* What is being asked
Where a line below has the string "rough" in it, include it in the count, and give that count alone.

==== Source information

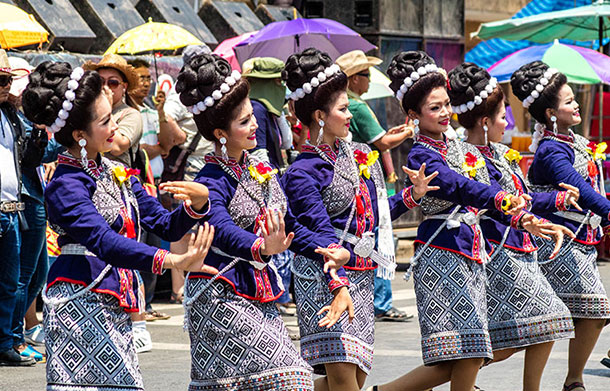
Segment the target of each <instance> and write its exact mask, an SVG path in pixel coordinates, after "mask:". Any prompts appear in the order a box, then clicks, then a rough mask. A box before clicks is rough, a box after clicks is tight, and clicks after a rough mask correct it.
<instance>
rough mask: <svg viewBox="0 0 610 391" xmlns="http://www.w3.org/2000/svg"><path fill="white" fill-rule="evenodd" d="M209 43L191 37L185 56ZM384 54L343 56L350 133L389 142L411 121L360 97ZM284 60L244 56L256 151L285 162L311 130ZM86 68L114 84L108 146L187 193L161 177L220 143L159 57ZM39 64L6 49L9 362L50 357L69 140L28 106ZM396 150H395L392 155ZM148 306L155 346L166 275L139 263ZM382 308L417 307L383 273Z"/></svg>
mask: <svg viewBox="0 0 610 391" xmlns="http://www.w3.org/2000/svg"><path fill="white" fill-rule="evenodd" d="M199 53H209V48H207V47H206V46H189V47H187V48H185V49H184V50H183V55H182V56H183V61H185V62H188V61H189V60H190V58H192V57H193V56H195V55H197V54H199ZM380 62H381V60H379V59H376V58H374V57H367V56H365V55H364V53H362V52H360V51H355V52H350V53H347V54H345V55H343V56H342V57H340V58H339V59H338V60H337V63H338V64H339V65H340V66H341V67H342V69H343V71H344V72H345V73H346V74H347V76H348V78H349V86H348V88H349V97H350V107H349V109H350V111H352V114H354V117H353V119H352V126H351V127H350V130H351V131H352V133H351V135H352V137H353V139H354V140H355V141H358V142H363V143H368V144H370V145H371V146H372V147H373V148H375V149H378V150H379V151H380V152H382V155H383V152H386V151H388V150H390V149H391V148H394V147H396V146H398V145H400V144H401V143H402V142H403V141H404V140H405V139H406V138H407V137H409V136H410V135H412V134H413V133H412V128H411V127H409V126H407V125H401V126H398V127H395V128H392V129H390V130H388V131H387V132H386V131H385V130H384V129H383V128H382V127H381V126H380V125H379V122H378V121H377V119H376V118H375V115H374V114H373V112H372V111H371V109H370V107H369V106H368V104H367V103H366V102H365V101H363V100H362V99H361V98H360V95H362V94H363V93H364V92H366V91H367V90H368V87H369V82H370V71H369V68H370V67H371V66H374V65H377V64H379V63H380ZM283 67H284V63H283V62H282V61H280V60H277V59H274V58H255V59H250V60H248V61H246V62H245V63H244V64H243V65H242V74H243V76H244V77H246V78H248V81H249V84H250V98H251V100H252V107H253V111H254V116H255V117H256V120H257V123H258V126H259V127H258V130H257V134H256V138H257V147H256V148H255V149H254V150H252V151H250V153H252V154H254V155H256V156H257V157H258V158H259V159H263V160H266V161H268V162H270V163H271V165H272V166H274V167H275V168H278V169H279V170H280V172H282V171H283V170H284V169H285V168H286V167H287V165H288V164H289V163H290V162H291V161H292V160H293V159H294V157H295V156H296V154H298V151H299V150H300V147H301V146H302V145H303V143H305V142H306V140H307V137H308V131H307V129H306V128H304V127H303V126H302V125H301V124H299V123H298V121H297V120H296V117H295V116H294V115H293V114H292V113H291V110H290V107H288V105H287V104H286V99H285V97H286V87H285V86H284V84H283V83H282V81H281V72H282V69H283ZM83 68H85V69H86V70H96V71H97V72H98V73H99V74H100V76H101V77H102V79H103V81H104V84H105V85H106V86H108V88H109V89H110V90H111V91H112V96H113V98H112V114H113V119H114V121H116V123H117V125H118V131H117V132H116V133H115V135H114V141H113V147H112V149H111V150H110V152H109V153H107V154H106V156H107V157H108V158H110V159H112V160H115V161H118V162H121V163H123V164H124V165H125V166H127V167H130V168H134V169H138V170H140V174H139V176H140V180H141V181H142V183H143V184H144V185H145V189H146V190H147V192H149V194H151V195H155V196H157V197H158V198H159V200H160V201H161V203H162V204H163V205H164V206H165V207H166V208H167V209H172V208H175V207H176V206H177V205H178V204H179V202H178V201H177V200H174V199H173V198H172V197H171V196H170V194H168V193H163V192H160V191H159V190H158V185H159V184H160V183H161V182H165V181H170V180H193V179H194V178H195V176H196V175H197V173H198V172H199V171H200V170H201V168H202V167H203V165H204V156H205V155H206V154H208V153H211V152H214V146H213V143H212V142H210V141H208V140H206V139H205V138H203V137H202V136H201V134H200V133H198V132H197V127H196V125H195V122H194V120H193V114H192V113H190V112H189V111H188V110H187V109H186V107H185V106H184V105H183V104H182V103H181V102H180V100H179V97H178V94H177V93H176V92H175V90H174V89H173V88H171V89H169V90H162V89H159V88H153V78H152V77H151V69H150V64H149V63H147V62H146V61H144V60H141V59H136V60H132V61H129V62H128V61H126V60H125V59H124V58H122V57H121V56H118V55H114V54H109V55H105V56H104V57H103V58H102V59H101V60H100V61H99V62H96V63H94V62H90V61H88V62H86V63H85V64H84V65H83ZM31 69H32V67H31V66H30V65H29V64H28V63H27V62H25V61H24V60H23V59H20V58H16V57H15V58H8V57H7V55H6V53H5V52H4V51H0V117H1V118H0V126H1V134H0V190H1V200H0V201H1V202H0V223H1V231H0V365H31V364H33V363H34V362H35V361H41V360H44V356H43V354H41V353H40V352H39V351H37V350H36V348H34V347H33V346H32V345H34V346H35V345H41V344H43V343H44V330H43V328H42V326H41V324H40V321H39V320H38V318H37V316H36V297H37V296H38V294H39V293H40V292H41V290H42V288H43V286H44V285H45V282H46V275H47V270H48V266H49V256H48V252H47V239H48V238H47V236H49V237H51V238H52V237H53V236H54V235H53V232H52V231H51V229H52V227H50V228H49V227H47V221H46V213H45V206H44V196H43V194H44V188H45V185H46V183H47V182H48V180H50V178H51V177H52V175H53V171H54V169H55V161H56V160H57V156H58V154H59V153H62V152H63V150H62V147H61V146H60V145H59V144H58V143H57V142H55V140H54V139H53V138H49V137H48V134H47V132H46V131H45V128H44V127H43V126H37V125H35V124H32V123H30V122H29V121H28V120H27V119H26V118H25V117H24V116H23V114H22V113H21V111H20V106H21V101H20V100H21V98H20V96H21V93H22V91H23V90H24V88H25V86H26V85H27V81H28V78H27V74H28V72H29V71H30V70H31ZM388 156H389V155H388ZM383 161H384V163H386V164H384V169H385V172H386V175H387V180H388V181H389V182H390V183H391V182H392V181H395V179H396V178H395V173H394V171H393V167H392V166H391V159H387V158H386V159H383ZM140 240H141V241H144V242H146V243H148V244H151V245H154V246H157V247H159V246H161V245H162V244H161V239H160V238H158V237H156V236H155V235H153V234H143V235H142V236H141V239H140ZM187 244H188V242H187V240H181V241H178V242H174V243H171V244H167V245H169V246H170V247H171V251H172V252H174V253H180V252H184V251H186V248H187ZM291 259H292V254H291V253H290V252H289V251H287V252H285V253H282V254H279V255H278V256H275V257H274V258H273V260H272V261H273V262H274V263H275V264H276V267H277V269H278V271H279V273H280V275H281V277H282V279H283V283H284V286H287V287H288V286H290V283H291V271H290V263H291ZM139 274H140V278H141V281H143V288H142V289H143V290H144V292H142V293H143V294H144V297H145V301H146V310H145V312H144V313H141V314H133V315H132V321H133V332H134V341H135V345H136V351H137V352H144V351H148V350H150V349H152V341H151V337H150V333H149V332H148V331H147V330H146V322H147V321H152V320H160V319H168V318H169V316H168V315H167V314H165V313H162V312H160V311H156V310H154V309H153V307H152V306H151V303H152V301H153V298H154V292H155V286H156V282H157V281H156V279H157V275H156V274H153V273H147V272H140V273H139ZM184 279H185V276H184V273H182V272H179V271H176V270H172V274H171V286H172V288H171V289H172V292H171V297H170V302H171V303H181V302H182V299H183V290H184ZM277 305H278V308H279V310H280V311H281V312H282V313H283V314H293V313H294V310H292V309H291V307H294V303H292V300H291V296H290V294H289V293H288V292H286V293H285V294H284V295H283V296H282V297H280V298H279V300H278V302H277ZM375 307H376V315H377V318H378V319H380V320H398V321H404V320H406V319H408V318H409V317H410V315H407V314H406V313H404V312H402V311H399V310H397V309H396V308H394V307H393V306H392V295H391V289H390V285H389V281H386V280H381V279H379V280H376V285H375Z"/></svg>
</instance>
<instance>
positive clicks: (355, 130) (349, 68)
mask: <svg viewBox="0 0 610 391" xmlns="http://www.w3.org/2000/svg"><path fill="white" fill-rule="evenodd" d="M381 62H382V60H381V59H380V58H377V57H372V56H366V55H365V54H364V52H363V51H362V50H353V51H351V52H348V53H345V54H343V55H341V56H340V57H339V58H337V60H336V63H337V65H339V67H341V70H342V71H343V72H345V74H346V75H347V78H348V79H347V80H348V81H347V96H348V98H349V111H350V112H351V113H352V115H353V117H352V120H351V122H350V127H349V130H350V132H351V133H352V139H353V140H354V141H356V142H359V143H366V144H369V145H370V146H371V148H372V149H376V150H379V153H380V155H381V162H382V166H383V168H384V171H385V174H386V181H388V182H389V183H390V184H391V183H394V182H395V181H396V179H397V178H396V173H395V172H394V166H393V164H392V158H391V155H390V153H389V151H390V149H392V148H395V147H397V146H399V145H400V144H402V142H403V141H405V140H406V139H407V138H409V137H412V136H413V129H412V128H410V127H408V126H407V125H405V124H403V125H399V126H395V127H393V128H391V129H390V130H388V131H387V132H386V131H385V129H383V128H382V127H381V125H380V124H379V121H378V120H377V117H376V116H375V113H373V110H371V108H370V107H369V105H368V104H367V103H366V101H364V100H363V99H362V98H361V97H360V96H361V95H362V94H364V93H365V92H367V91H368V90H369V84H370V81H371V67H373V66H375V65H379V64H381ZM392 189H393V186H388V195H392V194H393V191H392ZM386 218H389V216H386ZM390 220H391V219H390ZM374 304H375V318H376V319H377V320H384V321H401V322H403V321H406V320H407V319H409V318H412V317H413V315H409V314H407V313H406V312H404V311H400V310H398V309H397V308H396V307H394V306H393V305H392V285H391V281H390V280H384V279H382V278H379V277H377V275H375V295H374Z"/></svg>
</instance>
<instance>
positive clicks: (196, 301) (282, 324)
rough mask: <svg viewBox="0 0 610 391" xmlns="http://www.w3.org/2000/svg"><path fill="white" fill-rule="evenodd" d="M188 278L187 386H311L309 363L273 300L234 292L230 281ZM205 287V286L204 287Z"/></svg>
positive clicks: (296, 386) (236, 387) (195, 388)
mask: <svg viewBox="0 0 610 391" xmlns="http://www.w3.org/2000/svg"><path fill="white" fill-rule="evenodd" d="M208 283H209V280H207V279H201V278H195V279H190V280H188V284H187V286H186V292H185V293H186V296H187V297H193V295H195V294H198V295H199V296H198V298H197V299H196V300H195V301H194V302H193V304H192V307H190V308H189V310H188V329H189V335H190V338H191V383H190V384H189V388H188V389H189V391H204V390H206V391H207V390H216V391H263V390H274V391H276V390H277V391H311V390H313V380H312V375H311V372H312V371H311V367H310V366H309V365H307V363H306V362H305V361H304V360H303V359H302V358H301V356H300V355H299V353H298V351H297V349H296V347H295V346H294V344H293V343H292V341H291V340H290V336H289V335H288V331H287V330H286V327H285V326H284V322H283V320H282V318H281V316H280V315H279V312H278V310H277V308H276V306H275V302H270V303H260V302H257V301H252V300H248V299H246V298H244V297H241V296H239V295H237V294H236V293H235V291H234V290H233V288H232V287H231V286H230V285H229V284H228V283H226V282H224V281H220V280H216V281H214V282H213V283H212V284H211V285H210V286H209V288H207V289H205V290H203V291H201V290H202V289H203V288H205V287H206V286H207V285H208ZM200 291H201V292H200Z"/></svg>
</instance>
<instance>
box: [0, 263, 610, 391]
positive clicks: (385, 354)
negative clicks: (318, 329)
mask: <svg viewBox="0 0 610 391" xmlns="http://www.w3.org/2000/svg"><path fill="white" fill-rule="evenodd" d="M600 271H601V273H602V278H603V279H604V281H605V285H606V289H607V290H608V291H610V263H602V264H600ZM393 287H394V301H395V304H396V305H397V306H398V307H399V308H401V309H404V310H407V311H409V312H411V313H416V308H415V295H414V292H413V289H412V284H411V283H405V282H404V280H403V279H402V273H401V274H400V275H399V276H398V277H397V278H396V280H395V281H394V282H393ZM155 308H156V309H158V310H162V311H165V312H167V313H169V314H171V315H172V318H171V319H169V320H167V321H156V322H152V323H149V324H148V329H149V330H150V332H151V333H152V336H153V341H154V345H155V348H154V350H153V351H152V352H149V353H144V354H141V355H140V356H139V359H140V364H141V367H142V371H143V376H144V383H145V385H146V389H147V390H150V391H168V390H172V391H174V390H175V391H177V390H185V389H186V387H187V385H188V381H189V366H190V352H189V339H188V334H187V333H185V332H183V331H182V319H183V317H182V315H181V314H182V307H181V306H178V305H170V304H162V303H160V304H157V305H155ZM285 320H286V323H287V325H288V327H289V328H290V329H292V330H295V331H296V330H298V328H297V326H296V318H295V317H286V318H285ZM419 337H420V336H419V326H418V323H417V318H415V320H413V321H410V322H407V323H386V322H382V323H377V324H376V344H375V361H374V364H373V371H372V373H371V376H370V377H369V381H368V382H367V385H370V384H374V383H377V382H385V381H388V380H390V379H393V378H395V377H397V376H399V375H400V374H402V373H404V372H406V371H408V370H410V369H412V368H415V367H416V366H418V365H420V364H421V352H420V345H419ZM567 347H568V344H567V341H562V342H558V343H557V344H556V345H555V347H554V349H553V352H552V354H551V357H550V360H549V363H548V365H547V368H546V371H545V374H544V377H543V381H542V383H543V386H542V390H543V391H547V390H548V391H558V390H561V386H562V380H563V378H564V376H565V371H566V367H567ZM608 349H610V327H606V328H605V330H604V331H603V333H602V336H601V338H600V341H599V342H598V344H597V347H596V349H595V351H594V352H593V354H592V356H591V359H590V360H589V363H588V364H587V368H586V370H585V383H586V385H587V390H588V391H610V369H607V368H606V367H604V366H602V365H601V364H600V363H599V361H600V359H601V358H602V357H605V355H606V352H607V351H608ZM522 365H523V353H520V354H517V355H516V356H514V357H512V358H510V359H509V360H507V361H504V362H502V363H499V364H495V365H491V366H489V367H486V368H484V369H483V370H481V372H480V374H479V378H478V381H477V384H478V385H479V386H480V387H482V388H483V389H485V390H487V391H515V390H519V389H520V385H521V376H522V375H521V373H522ZM44 369H45V366H44V364H42V365H37V366H35V367H32V368H0V391H24V390H28V391H29V390H43V389H44V384H45V374H44ZM448 389H449V387H448V386H444V387H440V388H437V389H436V390H437V391H441V390H448Z"/></svg>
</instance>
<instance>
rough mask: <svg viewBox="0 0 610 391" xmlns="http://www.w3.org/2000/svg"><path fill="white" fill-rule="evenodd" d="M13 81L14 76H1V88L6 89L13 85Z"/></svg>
mask: <svg viewBox="0 0 610 391" xmlns="http://www.w3.org/2000/svg"><path fill="white" fill-rule="evenodd" d="M12 81H13V76H6V75H2V76H0V87H5V86H7V85H9V84H11V83H12Z"/></svg>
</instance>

========

* Answer to this exercise
4